> **SET PROBLEM**
Pick up the passage on confidence bounds for bounded random variables and carry it on from its final sentence.

> **EXCERPT TO READ**

☆ ☆ ☆ ☆

If every $X_j$ has the same finite, a priori upper bound $u$, we can transform the problem by defining $\tilde{X_j}= u - X_j$. Then $\tilde{X_j}$ is a nonnegative random variable, and a lower confidence bound on its mean translated to can be subtracted from $u$ to make an upper confidence bound on $\mathbb{E} X_j$.
If every $X_j$ has the finite, a priori upper and lower bound, we can find two-sided confidence intervals in the analogous way, applying the Kaplan Wald method to the original data to find lower confidence bounds and to the data subtracted from the a priori upper bound to find upper confidence bounds.

☆ ☆ ☆ ☆

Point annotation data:
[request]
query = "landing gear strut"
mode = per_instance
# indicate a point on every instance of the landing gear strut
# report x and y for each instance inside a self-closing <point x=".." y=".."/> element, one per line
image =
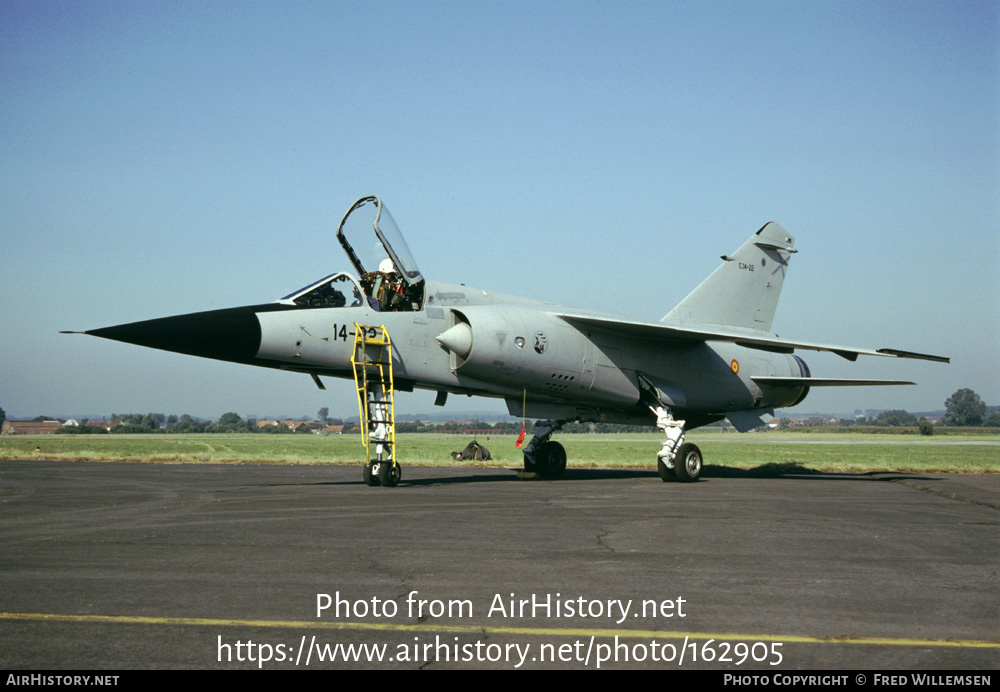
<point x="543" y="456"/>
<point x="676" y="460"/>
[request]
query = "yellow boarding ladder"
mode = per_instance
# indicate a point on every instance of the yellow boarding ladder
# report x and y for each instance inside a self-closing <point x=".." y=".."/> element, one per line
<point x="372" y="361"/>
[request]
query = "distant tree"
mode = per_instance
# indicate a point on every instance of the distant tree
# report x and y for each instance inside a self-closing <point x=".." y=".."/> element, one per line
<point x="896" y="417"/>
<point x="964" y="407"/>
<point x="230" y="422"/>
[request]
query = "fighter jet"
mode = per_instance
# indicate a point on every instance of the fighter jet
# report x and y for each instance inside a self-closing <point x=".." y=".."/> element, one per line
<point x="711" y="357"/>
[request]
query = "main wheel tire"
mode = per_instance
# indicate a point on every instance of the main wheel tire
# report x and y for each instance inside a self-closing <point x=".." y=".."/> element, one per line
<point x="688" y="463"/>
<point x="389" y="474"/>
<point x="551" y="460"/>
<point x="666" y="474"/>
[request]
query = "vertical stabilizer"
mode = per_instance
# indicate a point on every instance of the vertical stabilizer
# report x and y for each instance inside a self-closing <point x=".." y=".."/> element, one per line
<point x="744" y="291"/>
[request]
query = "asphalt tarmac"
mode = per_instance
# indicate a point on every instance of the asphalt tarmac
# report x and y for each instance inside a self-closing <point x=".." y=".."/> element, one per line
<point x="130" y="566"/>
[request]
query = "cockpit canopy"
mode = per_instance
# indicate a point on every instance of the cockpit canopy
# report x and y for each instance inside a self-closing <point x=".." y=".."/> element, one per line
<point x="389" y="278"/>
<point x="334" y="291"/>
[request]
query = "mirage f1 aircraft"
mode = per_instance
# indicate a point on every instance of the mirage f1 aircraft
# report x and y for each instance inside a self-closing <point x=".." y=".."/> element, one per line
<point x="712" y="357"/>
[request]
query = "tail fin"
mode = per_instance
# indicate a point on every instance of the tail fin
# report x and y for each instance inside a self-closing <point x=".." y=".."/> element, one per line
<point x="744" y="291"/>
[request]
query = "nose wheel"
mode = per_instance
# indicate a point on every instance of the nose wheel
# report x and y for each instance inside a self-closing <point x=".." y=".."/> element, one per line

☆ ☆ ☆ ☆

> **TASK ANSWER**
This is an alternative derivation of the Kaplan-Wald method, also from Harold Kaplan's website, involving the fact that a suitably constructed sequence is a martingale. It relies on Ville's inequality for optionally stopped closed martingales.
Suppose we are sampling without replacement from a finite population of $N$ non-negative items, $\{x_1, \ldots, x_N\}$, with $x_j \ge 0$ $\forall j$. The population mean is $\mu = \frac{1}{N} \sum_{j=1}^N x_j \ge 0$ and the population total is $N\mu \ge 0$. We draw $\{X_1, \ldots, X_n \}$ sequentially without replacement. On the hypothesis $\mu = t$, $\mathbb{E}X_1 = t$, so $\mathbb{E}(X_1/t) = 1$. Conditional on $X_1, \ldots, X_n$, the total of the remaining $N-n$ items is $N\mu - \sum_{j=1}^n X_j$, so the mean of the remaining items is
\begin{equation*} \frac{Nt-\sum_{j=1}^n X_j}{N-n} = \frac{t - \frac{1}{N} \sum_{j=1}^n X_j}{1-n/N}. \end{equation*}Thus, the expected value of $X_{n+1}$ given $X_1, \ldots, X_n$ is $\frac{t - \frac{1}{N} \sum_{j=1}^n X_j}{1-n/N}$.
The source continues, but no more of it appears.